# What this task involves
Some entries follow. Reproduce exactly the lines starting at the one with "Wildlife-count tagging: point out every instance of the egg" and stopping after the one with "reflection of egg".
[Opening Supplied material section]
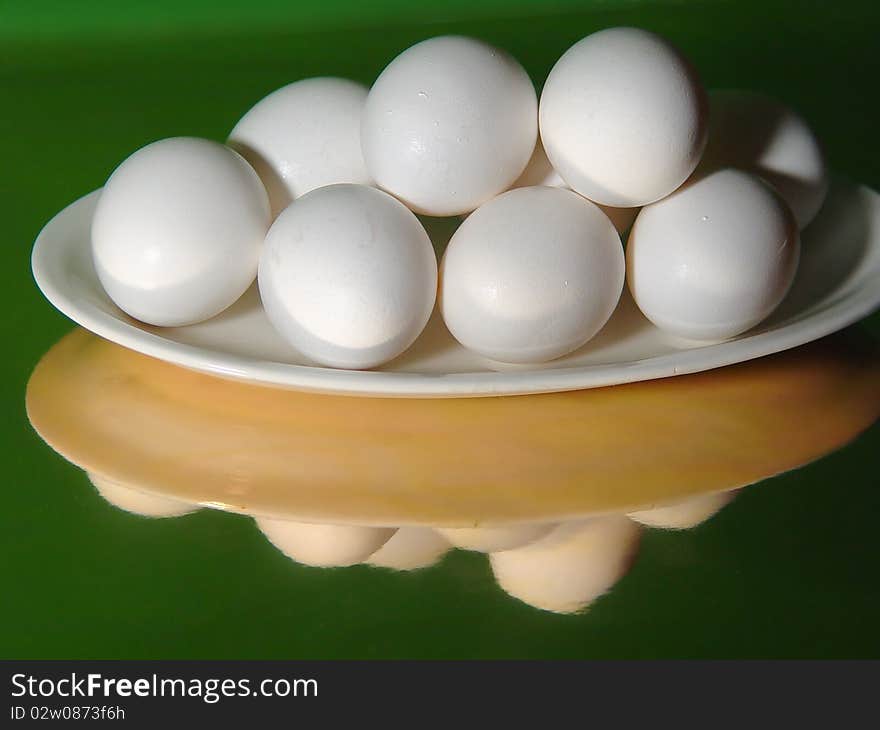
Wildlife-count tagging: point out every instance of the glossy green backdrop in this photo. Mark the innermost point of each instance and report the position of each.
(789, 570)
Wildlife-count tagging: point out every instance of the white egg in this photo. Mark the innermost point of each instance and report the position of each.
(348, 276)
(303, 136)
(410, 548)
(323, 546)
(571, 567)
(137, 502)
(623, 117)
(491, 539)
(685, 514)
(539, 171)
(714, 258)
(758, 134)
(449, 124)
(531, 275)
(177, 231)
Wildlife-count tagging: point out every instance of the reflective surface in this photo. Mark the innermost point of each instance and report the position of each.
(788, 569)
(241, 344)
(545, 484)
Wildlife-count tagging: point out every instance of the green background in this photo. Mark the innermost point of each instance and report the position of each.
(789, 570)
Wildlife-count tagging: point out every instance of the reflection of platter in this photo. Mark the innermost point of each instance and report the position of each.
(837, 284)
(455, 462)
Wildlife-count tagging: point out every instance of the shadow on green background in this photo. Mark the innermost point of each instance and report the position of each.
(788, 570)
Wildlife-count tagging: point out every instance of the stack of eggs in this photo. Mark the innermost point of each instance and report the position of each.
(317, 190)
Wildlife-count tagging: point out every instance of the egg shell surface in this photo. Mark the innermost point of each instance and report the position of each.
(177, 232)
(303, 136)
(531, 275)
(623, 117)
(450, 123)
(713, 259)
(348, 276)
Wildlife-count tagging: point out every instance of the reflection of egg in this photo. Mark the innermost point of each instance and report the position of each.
[Closing Supplied material section]
[Opening Supplied material section]
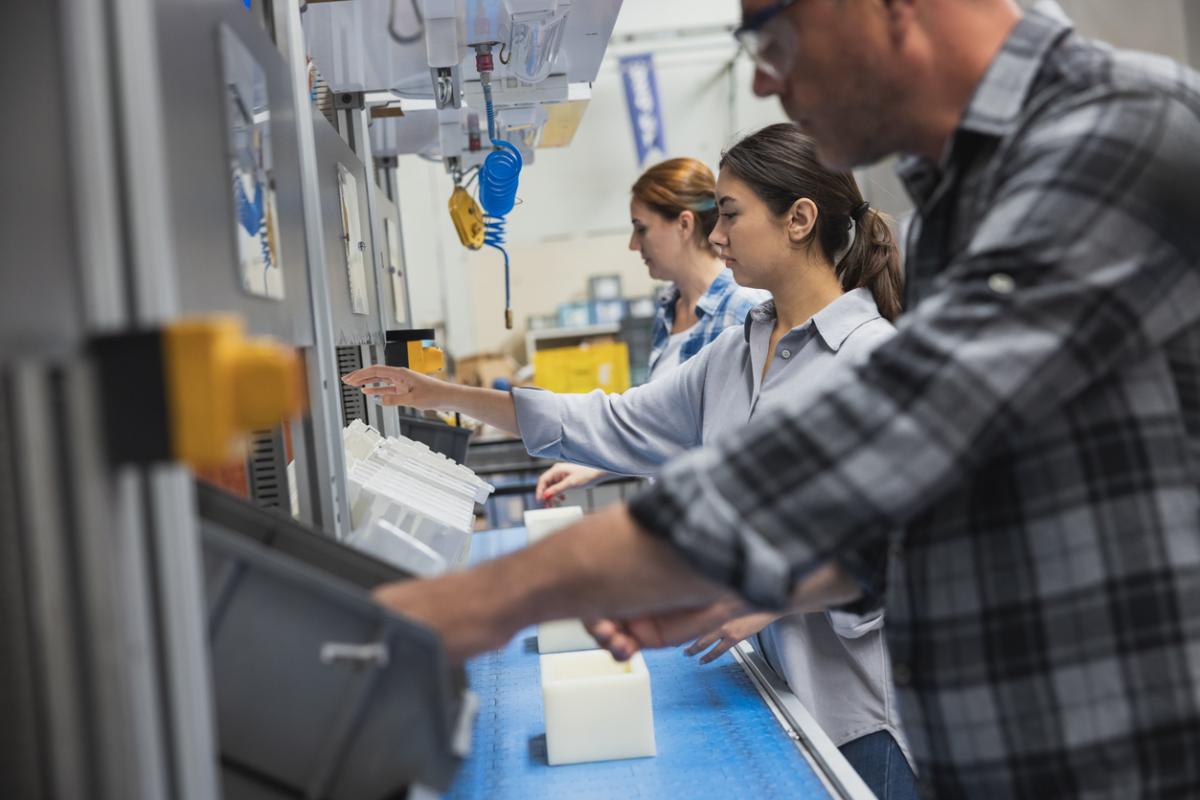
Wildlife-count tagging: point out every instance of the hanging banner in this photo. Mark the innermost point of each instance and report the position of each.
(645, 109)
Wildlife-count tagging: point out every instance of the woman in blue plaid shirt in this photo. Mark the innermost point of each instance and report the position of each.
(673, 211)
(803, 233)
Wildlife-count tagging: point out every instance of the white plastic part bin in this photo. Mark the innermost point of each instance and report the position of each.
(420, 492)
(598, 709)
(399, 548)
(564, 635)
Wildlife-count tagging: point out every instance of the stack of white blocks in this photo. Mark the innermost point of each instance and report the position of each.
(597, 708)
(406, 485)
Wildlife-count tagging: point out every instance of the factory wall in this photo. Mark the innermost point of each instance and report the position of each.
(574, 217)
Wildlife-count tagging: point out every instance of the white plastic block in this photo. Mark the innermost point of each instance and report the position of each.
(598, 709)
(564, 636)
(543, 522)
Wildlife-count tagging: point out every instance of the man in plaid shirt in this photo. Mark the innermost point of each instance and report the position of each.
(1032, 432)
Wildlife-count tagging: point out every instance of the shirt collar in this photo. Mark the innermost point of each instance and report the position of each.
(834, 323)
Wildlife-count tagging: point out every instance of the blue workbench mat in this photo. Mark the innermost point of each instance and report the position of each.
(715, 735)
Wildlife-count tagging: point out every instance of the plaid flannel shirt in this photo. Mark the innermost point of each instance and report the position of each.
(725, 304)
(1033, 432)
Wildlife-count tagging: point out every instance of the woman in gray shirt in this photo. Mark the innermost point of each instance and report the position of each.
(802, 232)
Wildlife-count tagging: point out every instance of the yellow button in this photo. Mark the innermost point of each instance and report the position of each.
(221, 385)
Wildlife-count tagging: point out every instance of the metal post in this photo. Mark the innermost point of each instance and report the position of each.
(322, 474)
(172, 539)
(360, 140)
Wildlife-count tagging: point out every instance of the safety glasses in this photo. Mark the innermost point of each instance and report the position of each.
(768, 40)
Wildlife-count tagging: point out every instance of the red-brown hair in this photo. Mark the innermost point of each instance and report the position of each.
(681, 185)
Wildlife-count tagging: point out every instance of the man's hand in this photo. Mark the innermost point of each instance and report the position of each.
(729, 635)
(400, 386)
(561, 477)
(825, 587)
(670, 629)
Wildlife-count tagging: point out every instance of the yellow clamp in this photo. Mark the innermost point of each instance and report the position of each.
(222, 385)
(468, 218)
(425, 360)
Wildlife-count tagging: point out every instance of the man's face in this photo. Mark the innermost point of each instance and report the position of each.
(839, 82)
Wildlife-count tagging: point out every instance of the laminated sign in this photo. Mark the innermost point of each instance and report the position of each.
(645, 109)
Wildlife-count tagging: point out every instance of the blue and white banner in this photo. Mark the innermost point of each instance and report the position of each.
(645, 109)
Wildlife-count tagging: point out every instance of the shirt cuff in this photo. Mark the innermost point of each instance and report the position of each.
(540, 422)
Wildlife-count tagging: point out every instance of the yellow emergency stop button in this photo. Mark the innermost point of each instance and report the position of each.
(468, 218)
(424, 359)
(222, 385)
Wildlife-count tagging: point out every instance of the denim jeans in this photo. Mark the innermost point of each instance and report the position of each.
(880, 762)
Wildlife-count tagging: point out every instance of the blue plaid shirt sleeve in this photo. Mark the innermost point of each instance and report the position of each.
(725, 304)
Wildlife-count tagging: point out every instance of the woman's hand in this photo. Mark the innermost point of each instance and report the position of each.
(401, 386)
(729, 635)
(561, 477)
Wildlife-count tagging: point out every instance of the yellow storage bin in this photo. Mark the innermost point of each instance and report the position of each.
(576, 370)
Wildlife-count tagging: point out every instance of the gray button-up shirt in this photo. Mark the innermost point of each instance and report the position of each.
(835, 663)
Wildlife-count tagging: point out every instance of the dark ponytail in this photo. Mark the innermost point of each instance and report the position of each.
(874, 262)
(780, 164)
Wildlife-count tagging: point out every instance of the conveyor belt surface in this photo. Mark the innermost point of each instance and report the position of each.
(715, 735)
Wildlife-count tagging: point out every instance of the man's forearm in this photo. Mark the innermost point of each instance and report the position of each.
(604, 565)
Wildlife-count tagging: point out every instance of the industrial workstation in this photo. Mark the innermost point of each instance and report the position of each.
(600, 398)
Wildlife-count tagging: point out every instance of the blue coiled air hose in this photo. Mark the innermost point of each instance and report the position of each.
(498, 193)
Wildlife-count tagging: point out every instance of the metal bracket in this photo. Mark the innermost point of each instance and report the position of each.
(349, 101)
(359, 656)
[Closing Supplied material section]
# Answer space
Wildlife-count tagging: point out every instance of the egg shell surface in this photo. Mark the innermost point of each instance and report the position of each.
(177, 232)
(303, 136)
(531, 275)
(623, 117)
(450, 123)
(713, 259)
(348, 276)
Wildlife-count tagging: point out every instance of the reflection of egg in this photo. Mark the innermost point of each instance and report the position of each.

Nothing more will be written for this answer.